▶ Extracted entries
┌──

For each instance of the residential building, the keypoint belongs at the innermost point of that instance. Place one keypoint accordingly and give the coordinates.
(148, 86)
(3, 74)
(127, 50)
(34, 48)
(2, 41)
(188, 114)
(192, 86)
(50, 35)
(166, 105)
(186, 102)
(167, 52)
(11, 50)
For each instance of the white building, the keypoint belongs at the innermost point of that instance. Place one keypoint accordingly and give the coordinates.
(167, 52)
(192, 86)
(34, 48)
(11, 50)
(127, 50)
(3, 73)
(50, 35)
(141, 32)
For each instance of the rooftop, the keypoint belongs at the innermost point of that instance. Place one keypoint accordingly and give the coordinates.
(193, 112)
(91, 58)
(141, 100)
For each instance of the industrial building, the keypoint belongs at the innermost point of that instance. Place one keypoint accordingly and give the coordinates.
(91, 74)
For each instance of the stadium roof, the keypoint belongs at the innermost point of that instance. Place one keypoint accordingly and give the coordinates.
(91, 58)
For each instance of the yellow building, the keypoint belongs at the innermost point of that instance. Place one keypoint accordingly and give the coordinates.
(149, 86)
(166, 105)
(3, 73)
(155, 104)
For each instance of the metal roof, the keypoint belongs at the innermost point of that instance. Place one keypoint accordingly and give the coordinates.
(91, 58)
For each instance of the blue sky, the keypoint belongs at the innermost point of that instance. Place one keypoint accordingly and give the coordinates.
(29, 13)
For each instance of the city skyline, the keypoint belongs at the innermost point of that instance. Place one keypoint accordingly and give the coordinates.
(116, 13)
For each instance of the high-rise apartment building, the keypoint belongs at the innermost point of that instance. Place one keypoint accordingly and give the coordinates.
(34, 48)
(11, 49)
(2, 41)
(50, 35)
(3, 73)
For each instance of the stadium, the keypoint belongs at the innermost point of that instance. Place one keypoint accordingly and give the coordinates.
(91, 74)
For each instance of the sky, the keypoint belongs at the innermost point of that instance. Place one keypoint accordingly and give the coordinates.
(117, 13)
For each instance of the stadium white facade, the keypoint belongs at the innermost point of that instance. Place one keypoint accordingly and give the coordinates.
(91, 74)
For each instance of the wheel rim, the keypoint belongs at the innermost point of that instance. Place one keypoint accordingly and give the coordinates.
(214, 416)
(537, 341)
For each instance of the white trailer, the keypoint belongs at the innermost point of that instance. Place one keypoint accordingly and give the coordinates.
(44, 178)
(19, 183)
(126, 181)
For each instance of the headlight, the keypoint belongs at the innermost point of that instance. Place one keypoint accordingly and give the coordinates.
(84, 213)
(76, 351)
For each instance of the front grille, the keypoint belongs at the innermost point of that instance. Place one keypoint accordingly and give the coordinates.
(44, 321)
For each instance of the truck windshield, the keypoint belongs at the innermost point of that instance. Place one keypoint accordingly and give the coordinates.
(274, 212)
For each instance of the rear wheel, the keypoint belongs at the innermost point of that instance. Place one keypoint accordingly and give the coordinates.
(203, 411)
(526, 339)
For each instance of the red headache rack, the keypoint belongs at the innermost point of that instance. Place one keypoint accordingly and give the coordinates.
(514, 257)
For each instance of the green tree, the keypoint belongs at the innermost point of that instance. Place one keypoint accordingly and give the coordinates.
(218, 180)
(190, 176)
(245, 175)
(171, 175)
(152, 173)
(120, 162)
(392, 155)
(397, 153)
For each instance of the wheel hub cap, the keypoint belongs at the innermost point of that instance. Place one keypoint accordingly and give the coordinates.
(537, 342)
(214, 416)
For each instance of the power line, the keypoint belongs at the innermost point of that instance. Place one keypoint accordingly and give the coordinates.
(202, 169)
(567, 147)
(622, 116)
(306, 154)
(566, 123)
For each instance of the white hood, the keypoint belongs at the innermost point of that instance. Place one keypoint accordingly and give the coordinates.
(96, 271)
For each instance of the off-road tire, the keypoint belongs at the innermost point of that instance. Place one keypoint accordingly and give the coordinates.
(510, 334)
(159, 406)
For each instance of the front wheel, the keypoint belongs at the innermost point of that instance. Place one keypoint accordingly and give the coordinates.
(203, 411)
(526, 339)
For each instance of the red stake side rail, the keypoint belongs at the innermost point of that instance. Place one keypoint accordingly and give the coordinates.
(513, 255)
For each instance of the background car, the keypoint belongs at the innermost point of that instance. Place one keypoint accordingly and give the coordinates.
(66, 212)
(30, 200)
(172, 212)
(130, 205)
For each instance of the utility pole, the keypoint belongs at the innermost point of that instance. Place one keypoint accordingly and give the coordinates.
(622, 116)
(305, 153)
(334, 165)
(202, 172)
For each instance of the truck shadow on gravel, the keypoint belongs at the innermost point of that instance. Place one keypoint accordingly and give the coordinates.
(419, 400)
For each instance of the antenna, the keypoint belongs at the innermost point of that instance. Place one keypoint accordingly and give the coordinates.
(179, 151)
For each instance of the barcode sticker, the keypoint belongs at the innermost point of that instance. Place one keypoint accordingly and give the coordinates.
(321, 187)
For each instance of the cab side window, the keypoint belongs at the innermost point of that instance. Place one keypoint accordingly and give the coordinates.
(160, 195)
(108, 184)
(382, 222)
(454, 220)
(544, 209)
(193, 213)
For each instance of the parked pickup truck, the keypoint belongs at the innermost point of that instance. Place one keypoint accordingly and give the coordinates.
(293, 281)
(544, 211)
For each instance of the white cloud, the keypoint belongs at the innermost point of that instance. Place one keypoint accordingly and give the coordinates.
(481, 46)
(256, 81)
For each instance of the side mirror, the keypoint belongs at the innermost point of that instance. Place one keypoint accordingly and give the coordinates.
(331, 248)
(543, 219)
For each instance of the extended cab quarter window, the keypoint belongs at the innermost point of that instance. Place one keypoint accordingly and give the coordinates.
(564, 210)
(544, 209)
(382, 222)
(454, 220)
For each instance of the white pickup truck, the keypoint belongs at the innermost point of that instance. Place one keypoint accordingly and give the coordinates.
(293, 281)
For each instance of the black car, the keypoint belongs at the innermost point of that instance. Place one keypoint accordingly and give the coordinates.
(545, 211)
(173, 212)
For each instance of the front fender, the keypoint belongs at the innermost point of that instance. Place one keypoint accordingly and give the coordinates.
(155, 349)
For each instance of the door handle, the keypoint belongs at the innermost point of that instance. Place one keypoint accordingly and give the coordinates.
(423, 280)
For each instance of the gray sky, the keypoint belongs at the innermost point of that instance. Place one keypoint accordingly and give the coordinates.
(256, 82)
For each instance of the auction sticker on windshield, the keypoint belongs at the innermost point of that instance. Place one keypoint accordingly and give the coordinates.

└──

▶ What is needed
Each entry must be output exactly as it was written.

▶ Response box
For each instance of the residential building, the keypoint belongs at the innermost point of that instance. Place one keypoint accordingly and give the coordinates.
(148, 86)
(3, 74)
(127, 50)
(34, 48)
(2, 41)
(188, 114)
(192, 86)
(50, 35)
(166, 105)
(186, 102)
(167, 52)
(11, 50)
For each instance of the white building, the keypoint belongs at the innermost point of that instance. Place one keypoint accordingly and give the coordinates.
(167, 52)
(192, 86)
(34, 48)
(11, 50)
(127, 50)
(3, 73)
(50, 35)
(141, 32)
For each instance of the rooftop, the keypoint belongs at the innermost point of that instance. Place one keypoint accordingly and give the coordinates.
(193, 112)
(91, 58)
(141, 100)
For each instance of the industrial building, the keypoint belongs at the innermost point of that instance. Place one keypoint accordingly and give the coordinates.
(91, 74)
For each instance of the stadium roof, the keypoint belongs at the innermost point of that instance. Place one keypoint accordingly and give the coordinates.
(91, 58)
For each instance of the yellow building, the keypoint belongs at the innermost point of that instance. Place one keypoint accordingly and give the coordinates.
(149, 86)
(166, 105)
(3, 73)
(155, 104)
For each instance of the metal roof, the keypoint belongs at the innermost point of that instance. Place one keypoint accordingly and give the coordinates.
(91, 58)
For each instance of the blue sky, the keypoint belongs at the innermost point of that instance. Place one keypoint accordingly and give the coordinates.
(29, 13)
For each instance of the city skyline, the keypoint belongs at the innermost point of that instance. Place one keypoint accordingly and give the coordinates.
(116, 13)
For each instance of the high-rise apartment building, the keypoint belongs at the innermost point of that instance. Place one keypoint accordingly and give the coordinates.
(34, 48)
(11, 49)
(2, 41)
(50, 35)
(3, 73)
For each instance of the stadium, the keypoint belongs at the innermost point of that instance. Place one keypoint accordingly and give the coordinates.
(91, 74)
For each instance of the sky, the keypoint belongs at the innermost point of that instance. Place one keypoint accordingly and give the coordinates.
(117, 13)
For each instance of the stadium white facade, the keypoint belongs at the innermost point of that instance. Place one keypoint accordingly and give the coordinates.
(91, 74)
For each instance of the wheel rim, the keypoint belongs at the innermost point of that instance. Place one keypoint accordingly and give the coordinates.
(214, 416)
(537, 341)
For each instance of the white trailer, the keypoint belongs at the innermost point of that instance. Place one keypoint accordingly and give the coordinates.
(44, 178)
(19, 183)
(126, 181)
For each instance of the headlight, the keypoint belongs at the innermost point of that instance. Place one keypoint accordingly and give the coordinates.
(84, 213)
(76, 351)
For each instance of the front grille, the keypoint belongs at the innermost point of that instance. Place one keypoint accordingly and give the coordinates.
(44, 321)
For each instance of the truck windshield, the keypoint belongs at the innermost point of that instance. Place one keypoint accordingly and give the coordinates.
(274, 212)
For each instance of the rear wheel, the keypoint belongs at the innermost point of that instance. Place one keypoint accordingly and give the coordinates.
(203, 411)
(526, 339)
For each instance of the red headache rack, the keypoint belongs at the innermost point of that instance. Place one keypoint accordingly and give the coordinates.
(514, 257)
For each instance of the green tree, the keypoint belongs at the innermost point of that instance. Place one keypoint accordingly and give the coordinates.
(218, 180)
(190, 176)
(245, 175)
(171, 175)
(152, 173)
(120, 162)
(392, 155)
(397, 153)
For each instance of the wheel hub cap, the keypoint belongs at the innermost point of that instance. Place one keypoint accordingly and give the coordinates.
(537, 342)
(214, 416)
For each instance of the power line, the keypoint belongs at the innermost point of that instance. Place one keypoint accordingly and give the coordinates.
(202, 169)
(567, 147)
(622, 116)
(306, 154)
(566, 123)
For each instance of the white hood, the keypoint belongs at the innermost point of that instance. Place one keypoint accordingly and give the coordinates.
(96, 271)
For each instance of the off-road tire, the keypoint belongs at the innermost point of that instance. Place one keypoint accordingly and give the coordinates.
(510, 334)
(159, 406)
For each instance of the front wheel, the keypoint belongs at the innermost point of that instance. Place one keypoint accordingly and give the coordinates.
(203, 411)
(526, 339)
For each instance of the red stake side rail, the keypoint belongs at the innermost point of that instance. Place one keypoint accordingly and give the coordinates.
(513, 255)
For each instance of the background car, the keypoint belongs at the innermost point of that instance. Place one keypoint accordingly and give the coordinates.
(66, 212)
(30, 200)
(172, 212)
(130, 205)
For each instance of the utility pole, the keypoint belongs at the innermost point of that instance. Place one keypoint accordingly and give the coordinates.
(622, 116)
(305, 153)
(334, 165)
(202, 172)
For each instance of the truck shadow on gravel, the keypoint belongs at the innermost point of that instance. Place one keypoint accordingly and give the coordinates.
(419, 400)
For each instance of the antenna, the keypoint belongs at the innermost point of that instance. Place one keypoint accordingly and give the coordinates.
(179, 151)
For each instance of the barcode sticker, the keypoint belongs at the innermost point of that instance. Place one keypoint accordingly and give the coordinates.
(321, 187)
For each instance of the cab side window, the keypoint belongs at the innermost point of that instance. Place one keypoint accordingly and give the coordinates.
(160, 195)
(108, 184)
(382, 222)
(454, 220)
(544, 209)
(193, 213)
For each instance of the parked pickup truck, the keypoint belongs at the innermost point of that instance. Place one keypoint accordingly and give the coordinates.
(293, 281)
(544, 211)
For each instance of the white cloud, the keypoint belongs at the innermost point of that instance. Place one keypoint accordingly and give the coordinates.
(481, 46)
(256, 81)
For each instance of the side mirror, the keypoint belongs at the innermost point of that instance. Place one keypoint accordingly and give the coordinates.
(331, 248)
(543, 219)
For each instance of the extended cab quarter window, the keypoint belongs at the innermost point of that instance. Place one keypoint accordingly and give the coordinates.
(564, 210)
(544, 209)
(382, 222)
(454, 220)
For each instance of the white pickup truck, the keypoint belongs at the innermost point of that instance. Place one keypoint accordingly and give the coordinates.
(293, 281)
For each instance of the black car, the keypoint belongs at the innermost point of that instance. Place one keypoint accordingly and give the coordinates.
(545, 211)
(173, 212)
For each instance of the front fender, the keypoint belongs at the innermost point of that instance. Place one keypoint accordingly and give the coordinates.
(155, 349)
For each instance of the door handle, the keypoint belongs at the innermost point of that instance. Place one keypoint accordingly and give the coordinates.
(423, 280)
For each instance of the gray sky, the keypoint belongs at the innermost point of that instance. Place one keypoint accordingly and give the coordinates.
(256, 82)
For each instance of the auction sticker on windshield, the keypoint belongs at the innermost point of that instance. Place one keypoint accordingly and give the coordinates.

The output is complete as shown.